# Document text start

The £800 mistake that taught me how SMEs should innovate.

The wrong decision taught me the right lesson about innovation, and why most SMEs are waiting for the wrong moment to start.

The first time I was given purchasing authority, I spent it on a set of industrial trolley wheels that were not right for the application.

The wheels in question. Good wheels, wrong application.

I had watched the production team wrestling with the same handling problem for weeks, and I decided it was my job to fix it. I understood the constraints. I had the budget. I sketched out my ingenious solution. I specified the kit, placed a fabrication order for a triangular trolley contraption, and waited for the parts to arrive with the quiet satisfaction of a man who had single-handedly cracked it.

My solution was wrong, my design was wrong, and crucially non-refundable. My solution did not fit the application. The wheels were fine. It was my solitary decision-making that was not. The team humoured me for a while and then went back to doing it their way.

I kept those trolley wheels for the next eight years. They were moved from place to place, with the team slowly edging them closer and closer to the skip, but I kept them. A visual reminder of the same lesson: innovation is not something you do to the team. It is something you do with the team. The people closest to the problem hold information that the closest observer, however attentive, cannot see. Management does not sit above that knowledge. It sits in service of it.

That was the expensive version of the lesson. The cheap version came years later.


The skates that were already in the building

We had developed the production system to the point where our output was constrained by the square footage of the factory. The answer was to move from a static build to a dynamic production line, moving the modules down the factory, where the team, the tools and the material were waiting, turning circulation routes into productive floor area. This redesign of the production system was further complicated by the product being 10m long and 12 tonnes in weight. The factory floor was uneven and the budget was modest. What we lacked in capital, we made up for in resourcefulness.

I invited multiple salespeople offering a range of specialist solutions to the factory. Synchronised pneumatic jacks with integrated skates. Straddle lifters. Inset floor conveyors. Every quote was a serious chunk of capital, and every bespoke system came with its own installation burden, its own training requirement, and its own way of going wrong.

Then someone on the production team pointed out that the skates we already used to shuffle modules around the factory almost fitted inside a particular profile of steel channel we had in stock, the same material we used elsewhere in the build. Lay a length of that steel on the floor, pack it level, and you had a rail. Adapt the skate with a 4 inch grinder and drop it in the rail, and you had a track. It was the same skates we already owned, running on a piece of steel we already bought by the tonne.

# Document text end
# Material shown start

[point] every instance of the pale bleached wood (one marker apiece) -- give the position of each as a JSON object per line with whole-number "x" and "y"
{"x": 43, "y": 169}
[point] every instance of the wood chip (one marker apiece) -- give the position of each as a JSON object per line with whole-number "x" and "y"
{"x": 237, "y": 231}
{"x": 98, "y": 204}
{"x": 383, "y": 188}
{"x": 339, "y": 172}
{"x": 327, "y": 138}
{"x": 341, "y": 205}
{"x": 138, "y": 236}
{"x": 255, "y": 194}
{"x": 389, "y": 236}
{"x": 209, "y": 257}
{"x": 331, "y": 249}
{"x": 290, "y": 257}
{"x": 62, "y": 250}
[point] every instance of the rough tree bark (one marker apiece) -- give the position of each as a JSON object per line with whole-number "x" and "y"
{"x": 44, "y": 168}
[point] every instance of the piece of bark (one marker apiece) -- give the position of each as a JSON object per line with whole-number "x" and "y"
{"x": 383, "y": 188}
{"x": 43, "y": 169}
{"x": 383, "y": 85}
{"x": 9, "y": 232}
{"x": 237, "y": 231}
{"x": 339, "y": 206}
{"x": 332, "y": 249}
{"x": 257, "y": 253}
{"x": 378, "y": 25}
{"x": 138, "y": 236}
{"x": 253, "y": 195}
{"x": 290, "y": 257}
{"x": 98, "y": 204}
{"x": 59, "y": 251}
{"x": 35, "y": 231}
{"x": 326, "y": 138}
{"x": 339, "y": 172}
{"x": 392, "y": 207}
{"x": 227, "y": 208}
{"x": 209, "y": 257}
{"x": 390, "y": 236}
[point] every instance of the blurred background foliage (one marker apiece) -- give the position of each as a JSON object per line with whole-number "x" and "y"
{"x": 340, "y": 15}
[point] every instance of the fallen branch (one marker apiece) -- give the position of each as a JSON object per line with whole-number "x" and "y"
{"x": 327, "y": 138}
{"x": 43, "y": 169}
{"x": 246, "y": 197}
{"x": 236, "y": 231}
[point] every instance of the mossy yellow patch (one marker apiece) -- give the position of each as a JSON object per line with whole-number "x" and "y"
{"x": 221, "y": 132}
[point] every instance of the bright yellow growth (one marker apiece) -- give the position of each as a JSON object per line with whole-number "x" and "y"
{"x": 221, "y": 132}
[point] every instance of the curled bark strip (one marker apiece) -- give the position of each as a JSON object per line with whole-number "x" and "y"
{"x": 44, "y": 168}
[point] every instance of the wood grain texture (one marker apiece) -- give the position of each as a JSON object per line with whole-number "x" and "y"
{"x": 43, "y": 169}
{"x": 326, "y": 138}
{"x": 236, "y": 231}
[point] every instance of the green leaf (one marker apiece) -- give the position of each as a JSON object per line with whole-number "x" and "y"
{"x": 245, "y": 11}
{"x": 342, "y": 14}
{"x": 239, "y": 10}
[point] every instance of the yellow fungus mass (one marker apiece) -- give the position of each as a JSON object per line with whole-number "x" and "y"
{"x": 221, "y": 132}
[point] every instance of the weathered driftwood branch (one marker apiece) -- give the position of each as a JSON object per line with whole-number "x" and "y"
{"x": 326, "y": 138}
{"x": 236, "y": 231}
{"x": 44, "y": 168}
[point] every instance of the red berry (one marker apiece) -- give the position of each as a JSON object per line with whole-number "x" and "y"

# Material shown end

- [Stated problem A] In the innovation article, how long did the writer keep the trolley wheels?
- [Stated problem B] Reproduce the stretch of the innovation article from "We had developed" through "for in resourcefulness.".
Work only from the innovation article, not the material.

- [Full output A] Eight years.

- [Full output B]
We had developed the production system to the point where our output was constrained by the square footage of the factory. The answer was to move from a static build to a dynamic production line, moving the modules down the factory, where the team, the tools and the material were waiting, turning circulation routes into productive floor area. This redesign of the production system was further complicated by the product being 10m long and 12 tonnes in weight. The factory floor was uneven and the budget was modest. What we lacked in capital, we made up for in resourcefulness.